Exercise details
Set out the entire listing below as a numbered list, one line per number, and omit any blank lines.

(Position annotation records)
* start *

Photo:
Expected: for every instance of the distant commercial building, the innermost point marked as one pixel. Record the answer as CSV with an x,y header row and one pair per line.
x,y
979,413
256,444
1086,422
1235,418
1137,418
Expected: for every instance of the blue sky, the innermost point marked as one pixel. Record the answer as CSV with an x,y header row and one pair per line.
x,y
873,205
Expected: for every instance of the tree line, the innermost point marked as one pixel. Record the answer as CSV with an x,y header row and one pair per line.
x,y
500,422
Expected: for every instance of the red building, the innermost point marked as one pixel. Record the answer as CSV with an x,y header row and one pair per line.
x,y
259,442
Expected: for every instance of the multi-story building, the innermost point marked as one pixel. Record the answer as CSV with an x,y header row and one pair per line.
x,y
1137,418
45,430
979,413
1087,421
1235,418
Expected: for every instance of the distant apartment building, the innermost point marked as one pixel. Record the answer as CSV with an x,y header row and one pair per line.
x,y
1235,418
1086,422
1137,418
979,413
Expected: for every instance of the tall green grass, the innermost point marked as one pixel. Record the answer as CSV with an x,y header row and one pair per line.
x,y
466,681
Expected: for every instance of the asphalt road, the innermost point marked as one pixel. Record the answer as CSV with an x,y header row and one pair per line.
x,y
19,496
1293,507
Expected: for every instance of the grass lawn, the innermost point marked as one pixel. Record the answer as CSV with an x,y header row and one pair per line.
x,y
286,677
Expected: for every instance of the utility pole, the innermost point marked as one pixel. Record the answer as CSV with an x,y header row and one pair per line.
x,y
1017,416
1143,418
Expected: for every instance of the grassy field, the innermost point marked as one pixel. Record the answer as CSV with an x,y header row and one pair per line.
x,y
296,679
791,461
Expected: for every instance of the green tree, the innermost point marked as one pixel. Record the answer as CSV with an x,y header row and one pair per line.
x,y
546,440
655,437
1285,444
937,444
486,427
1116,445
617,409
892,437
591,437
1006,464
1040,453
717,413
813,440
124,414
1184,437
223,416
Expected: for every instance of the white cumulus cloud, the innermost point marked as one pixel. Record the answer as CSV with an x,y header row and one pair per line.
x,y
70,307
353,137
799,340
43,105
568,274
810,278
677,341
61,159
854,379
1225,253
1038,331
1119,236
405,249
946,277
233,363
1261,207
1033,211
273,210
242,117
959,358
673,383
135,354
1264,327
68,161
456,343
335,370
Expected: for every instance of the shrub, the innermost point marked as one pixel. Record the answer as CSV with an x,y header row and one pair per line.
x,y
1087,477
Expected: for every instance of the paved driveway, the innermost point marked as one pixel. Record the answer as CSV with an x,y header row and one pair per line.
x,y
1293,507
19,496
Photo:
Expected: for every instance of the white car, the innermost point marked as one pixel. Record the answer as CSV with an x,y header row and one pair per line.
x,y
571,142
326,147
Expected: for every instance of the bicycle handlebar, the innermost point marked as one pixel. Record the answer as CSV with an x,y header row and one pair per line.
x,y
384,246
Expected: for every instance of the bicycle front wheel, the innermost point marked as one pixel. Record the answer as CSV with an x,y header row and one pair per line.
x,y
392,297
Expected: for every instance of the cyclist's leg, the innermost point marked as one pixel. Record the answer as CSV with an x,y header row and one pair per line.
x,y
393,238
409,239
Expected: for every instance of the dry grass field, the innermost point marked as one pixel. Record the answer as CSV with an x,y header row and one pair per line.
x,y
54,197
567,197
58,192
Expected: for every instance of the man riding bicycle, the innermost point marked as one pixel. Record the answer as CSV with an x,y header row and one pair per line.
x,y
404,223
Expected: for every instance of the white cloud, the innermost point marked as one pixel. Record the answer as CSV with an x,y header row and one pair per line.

* end *

Task output
1. Photo:
2. Expected: for every instance of the distant commercial building, the innermost point marked as one pixel. Record the answer as CSV with an x,y header row and one pair per line.
3. x,y
4. 979,413
5. 256,444
6. 1086,422
7. 1235,418
8. 1137,418
9. Expected: for every instance of the blue sky, the innermost point marked as one pixel. Record the answer as CSV with an x,y header row and one pair per line.
10. x,y
11. 873,205
12. Expected: for every instance of the tree line, the innermost point marked as one pixel. Record the answer as CSV with an x,y header row and one pair per line.
13. x,y
14. 500,422
15. Expected: for every instance of the red building, the innermost point marked as one pixel. Record the answer as CSV with an x,y header row and one pair per line.
16. x,y
17. 259,442
18. Expected: for every instance of the multi-story building, the innermost point marked as one pixel. Record the answer as CSV with an x,y header row and one pair per line.
19. x,y
20. 1137,418
21. 45,430
22. 979,413
23. 1087,421
24. 1235,418
25. Expected: for every instance of the distant apartment building, the innermost point marked as one pixel. Record the answer as CSV with an x,y header row and one pair per line.
26. x,y
27. 1235,418
28. 1086,422
29. 1137,418
30. 979,413
31. Expected: for every instance of the tall green grass, the innermost point marked as one pixel. Record the answer as CSV with an x,y header row and one pair per line.
32. x,y
33. 466,681
34. Expected: for every instance of the asphalt road, the innermost point marked as one pixel. Record the answer as CSV with an x,y header row and one pair per line.
35. x,y
36. 19,496
37. 1293,507
38. Expected: for every instance of the grass lawn, the innermost point marked as one pixel. Record the answer as CSV with an x,y header row and one pair per line.
39. x,y
40. 286,677
41. Expected: for every instance of the utility pole, the innermost point marked as one pixel. Record the answer as CSV with an x,y header row and one pair per line.
42. x,y
43. 1017,416
44. 1143,418
45. Expected: for every instance of the grassy field, the innermost point marked as one pixel. Record the answer as CSV with an x,y header row and one pair per line.
46. x,y
47. 296,679
48. 791,461
49. Expected: for every instance of the green tree, the innermost point marked as one pixel. Record the answer as CSV with an x,y header row and one pair per line.
50. x,y
51. 546,440
52. 655,437
53. 1285,444
54. 937,444
55. 486,427
56. 1116,445
57. 617,409
58. 892,437
59. 591,437
60. 1006,464
61. 1040,453
62. 717,413
63. 813,440
64. 124,414
65. 1184,437
66. 223,416
67. Expected: for every instance of the white cumulus cloud, the innermost point marked as one pixel. Record the answer as CSV with an x,y header row and one pair per line.
68. x,y
69. 70,307
70. 353,137
71. 799,340
72. 43,105
73. 568,274
74. 810,278
75. 677,341
76. 61,159
77. 854,379
78. 1225,253
79. 1038,331
80. 1119,236
81. 405,249
82. 946,277
83. 233,363
84. 1261,207
85. 1033,211
86. 273,210
87. 242,117
88. 959,358
89. 673,383
90. 135,354
91. 1264,327
92. 68,161
93. 456,343
94. 335,370
95. Expected: for every instance of the shrub, the innermost point marked as one pixel. Record the answer as CSV with an x,y header row and one pair per line.
96. x,y
97. 1087,477
98. Expected: for every instance of the paved driveway, the innermost point marked as one pixel. Record the answer as CSV with an x,y header row and one pair per line.
99. x,y
100. 1293,507
101. 19,496
102. Photo:
103. Expected: for every instance of the white car, the innermost point marked as one pixel. Record the answer as CSV with an x,y header row and one pair per line.
104. x,y
105. 571,142
106. 326,147
107. Expected: for every instance of the bicycle handlebar, the innermost point marked as one pixel. Record the answer as CSV with an x,y header row and one pair per line.
108. x,y
109. 384,246
110. Expected: for every instance of the bicycle front wheel, the innermost point marked as one pixel. Record the answer as CSV with an x,y header row and one pair per line.
111. x,y
112. 392,297
113. Expected: for every instance of the cyclist's leg, the innermost point marked as one pixel. Record the answer as CSV with an x,y header row and one pair per line.
114. x,y
115. 393,238
116. 409,239
117. Expected: for every instance of the dry grass field, the innermost point marked as one pixel. Record the answer as CSV with an x,y header row and one pair per line.
118. x,y
119. 54,197
120. 567,197
121. 58,192
122. Expected: for every instance of the man riding bicycle, the innermost point marked as one pixel. Record the answer as CSV with an x,y header row and one pair per line.
123. x,y
124. 404,223
125. Expected: for every instance of the white cloud, the innermost point marked as one pixel. Record the answer as CSV with an x,y header row and one pair per line.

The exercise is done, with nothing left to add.